### Provided data
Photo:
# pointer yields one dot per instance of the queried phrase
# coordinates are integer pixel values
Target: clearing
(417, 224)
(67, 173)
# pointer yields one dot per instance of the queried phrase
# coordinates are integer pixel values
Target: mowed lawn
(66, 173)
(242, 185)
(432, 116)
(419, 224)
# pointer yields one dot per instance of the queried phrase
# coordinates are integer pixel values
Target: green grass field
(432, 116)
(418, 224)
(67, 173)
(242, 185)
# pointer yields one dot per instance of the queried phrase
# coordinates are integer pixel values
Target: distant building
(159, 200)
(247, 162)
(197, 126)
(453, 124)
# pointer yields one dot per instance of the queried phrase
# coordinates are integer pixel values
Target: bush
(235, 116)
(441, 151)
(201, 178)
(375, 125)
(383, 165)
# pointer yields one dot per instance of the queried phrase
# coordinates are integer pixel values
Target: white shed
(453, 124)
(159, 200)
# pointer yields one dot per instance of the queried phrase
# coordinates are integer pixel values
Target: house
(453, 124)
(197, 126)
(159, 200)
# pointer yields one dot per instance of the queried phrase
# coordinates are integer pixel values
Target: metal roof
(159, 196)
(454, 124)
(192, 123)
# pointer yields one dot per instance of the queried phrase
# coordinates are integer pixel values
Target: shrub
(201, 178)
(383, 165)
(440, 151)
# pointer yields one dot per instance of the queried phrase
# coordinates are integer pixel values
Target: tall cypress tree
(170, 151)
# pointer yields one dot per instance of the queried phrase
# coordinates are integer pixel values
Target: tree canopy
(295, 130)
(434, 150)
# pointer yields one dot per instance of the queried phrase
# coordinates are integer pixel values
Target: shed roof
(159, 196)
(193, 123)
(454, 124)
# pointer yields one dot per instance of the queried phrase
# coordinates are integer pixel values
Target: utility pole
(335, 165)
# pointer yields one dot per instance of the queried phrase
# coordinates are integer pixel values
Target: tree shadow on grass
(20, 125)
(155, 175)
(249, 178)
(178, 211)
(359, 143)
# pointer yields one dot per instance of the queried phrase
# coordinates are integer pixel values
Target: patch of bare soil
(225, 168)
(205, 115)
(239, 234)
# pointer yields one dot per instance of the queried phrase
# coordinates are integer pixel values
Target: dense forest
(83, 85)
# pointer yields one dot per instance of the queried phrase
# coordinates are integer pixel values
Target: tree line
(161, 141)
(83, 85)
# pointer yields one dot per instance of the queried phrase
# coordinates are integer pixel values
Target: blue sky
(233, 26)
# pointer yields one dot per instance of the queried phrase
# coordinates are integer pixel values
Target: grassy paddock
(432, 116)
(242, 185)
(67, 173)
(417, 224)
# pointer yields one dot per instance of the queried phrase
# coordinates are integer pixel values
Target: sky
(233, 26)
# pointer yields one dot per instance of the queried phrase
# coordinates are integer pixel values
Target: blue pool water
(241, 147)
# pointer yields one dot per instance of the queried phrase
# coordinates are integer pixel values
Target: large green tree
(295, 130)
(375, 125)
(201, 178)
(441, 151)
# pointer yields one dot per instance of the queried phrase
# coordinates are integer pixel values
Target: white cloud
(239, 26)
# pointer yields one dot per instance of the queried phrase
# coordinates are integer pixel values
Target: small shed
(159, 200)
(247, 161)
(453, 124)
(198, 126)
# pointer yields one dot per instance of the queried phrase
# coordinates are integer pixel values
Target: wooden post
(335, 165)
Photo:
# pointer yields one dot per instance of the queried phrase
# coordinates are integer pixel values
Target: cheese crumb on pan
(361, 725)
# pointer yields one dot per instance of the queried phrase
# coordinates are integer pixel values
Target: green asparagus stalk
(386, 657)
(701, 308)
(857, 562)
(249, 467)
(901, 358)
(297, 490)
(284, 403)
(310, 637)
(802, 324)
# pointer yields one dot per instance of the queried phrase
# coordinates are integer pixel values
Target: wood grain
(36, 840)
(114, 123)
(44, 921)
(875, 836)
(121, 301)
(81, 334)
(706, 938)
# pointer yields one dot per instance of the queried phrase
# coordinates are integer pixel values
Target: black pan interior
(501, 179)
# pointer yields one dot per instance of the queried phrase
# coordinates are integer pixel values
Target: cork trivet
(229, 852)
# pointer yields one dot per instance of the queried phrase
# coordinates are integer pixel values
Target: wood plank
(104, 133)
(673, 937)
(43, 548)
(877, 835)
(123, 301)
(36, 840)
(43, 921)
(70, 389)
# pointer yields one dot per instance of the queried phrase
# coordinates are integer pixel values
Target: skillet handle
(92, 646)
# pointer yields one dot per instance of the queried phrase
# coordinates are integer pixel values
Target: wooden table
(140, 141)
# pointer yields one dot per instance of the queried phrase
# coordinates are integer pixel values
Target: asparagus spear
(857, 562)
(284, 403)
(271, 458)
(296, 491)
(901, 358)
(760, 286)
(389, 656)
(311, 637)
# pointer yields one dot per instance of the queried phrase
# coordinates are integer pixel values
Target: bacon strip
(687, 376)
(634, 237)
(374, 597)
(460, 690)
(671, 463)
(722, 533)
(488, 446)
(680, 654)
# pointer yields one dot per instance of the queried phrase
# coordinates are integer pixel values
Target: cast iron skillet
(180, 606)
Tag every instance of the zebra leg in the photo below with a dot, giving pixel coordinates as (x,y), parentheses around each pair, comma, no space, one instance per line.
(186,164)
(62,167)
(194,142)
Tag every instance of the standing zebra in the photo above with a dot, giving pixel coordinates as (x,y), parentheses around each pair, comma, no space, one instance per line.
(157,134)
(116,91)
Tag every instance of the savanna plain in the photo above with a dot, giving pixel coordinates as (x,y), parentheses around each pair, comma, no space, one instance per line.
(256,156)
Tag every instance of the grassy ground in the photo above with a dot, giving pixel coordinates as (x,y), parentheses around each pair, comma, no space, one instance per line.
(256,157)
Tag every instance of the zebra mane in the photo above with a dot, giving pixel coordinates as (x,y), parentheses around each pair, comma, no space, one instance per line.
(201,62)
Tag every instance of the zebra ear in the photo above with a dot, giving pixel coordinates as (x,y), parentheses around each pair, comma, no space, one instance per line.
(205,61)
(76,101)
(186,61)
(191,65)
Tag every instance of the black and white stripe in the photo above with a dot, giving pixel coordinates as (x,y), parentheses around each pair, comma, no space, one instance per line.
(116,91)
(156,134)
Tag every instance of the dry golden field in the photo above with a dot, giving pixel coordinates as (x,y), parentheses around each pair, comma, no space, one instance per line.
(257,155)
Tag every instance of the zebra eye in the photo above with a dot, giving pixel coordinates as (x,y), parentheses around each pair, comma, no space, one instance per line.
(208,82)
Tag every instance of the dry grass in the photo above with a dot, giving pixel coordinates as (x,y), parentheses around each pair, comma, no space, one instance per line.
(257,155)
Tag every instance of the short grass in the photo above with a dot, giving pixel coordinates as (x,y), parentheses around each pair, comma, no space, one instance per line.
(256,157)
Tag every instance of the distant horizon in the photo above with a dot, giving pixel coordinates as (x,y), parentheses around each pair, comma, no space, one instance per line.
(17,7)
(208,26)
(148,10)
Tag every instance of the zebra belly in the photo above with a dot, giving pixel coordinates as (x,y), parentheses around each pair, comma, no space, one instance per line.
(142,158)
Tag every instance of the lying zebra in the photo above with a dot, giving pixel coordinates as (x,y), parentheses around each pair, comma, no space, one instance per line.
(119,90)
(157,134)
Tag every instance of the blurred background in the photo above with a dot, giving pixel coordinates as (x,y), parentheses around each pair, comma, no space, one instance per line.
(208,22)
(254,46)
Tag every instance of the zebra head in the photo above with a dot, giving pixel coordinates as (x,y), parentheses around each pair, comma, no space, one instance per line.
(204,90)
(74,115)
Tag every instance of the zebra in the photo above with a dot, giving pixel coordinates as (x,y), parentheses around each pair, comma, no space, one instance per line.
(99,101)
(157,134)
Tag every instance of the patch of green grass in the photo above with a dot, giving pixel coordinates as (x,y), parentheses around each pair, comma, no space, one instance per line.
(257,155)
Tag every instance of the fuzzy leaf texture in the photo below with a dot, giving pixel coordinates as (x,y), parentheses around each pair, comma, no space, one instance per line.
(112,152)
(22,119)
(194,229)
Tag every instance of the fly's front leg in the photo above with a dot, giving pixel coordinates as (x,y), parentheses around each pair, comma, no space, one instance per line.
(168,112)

### Stated exercise
Format the material above as a numbered list, from the line containing "Tag every instance of the fuzzy" through the last line of the material, both included, and leave out any blank lines.

### Solution for this problem
1. Tag every instance of the fuzzy leaf texture in the photo below with a dot, giving pixel coordinates as (x,y), parentheses around each pair, comma, no space, one instance per line.
2. (112,152)
3. (22,119)
4. (194,229)
5. Tag every instance of the fly's front leg in the photo above with a dot, giving pixel coordinates as (x,y), parentheses around each pair, comma, no space, one instance per line.
6. (168,112)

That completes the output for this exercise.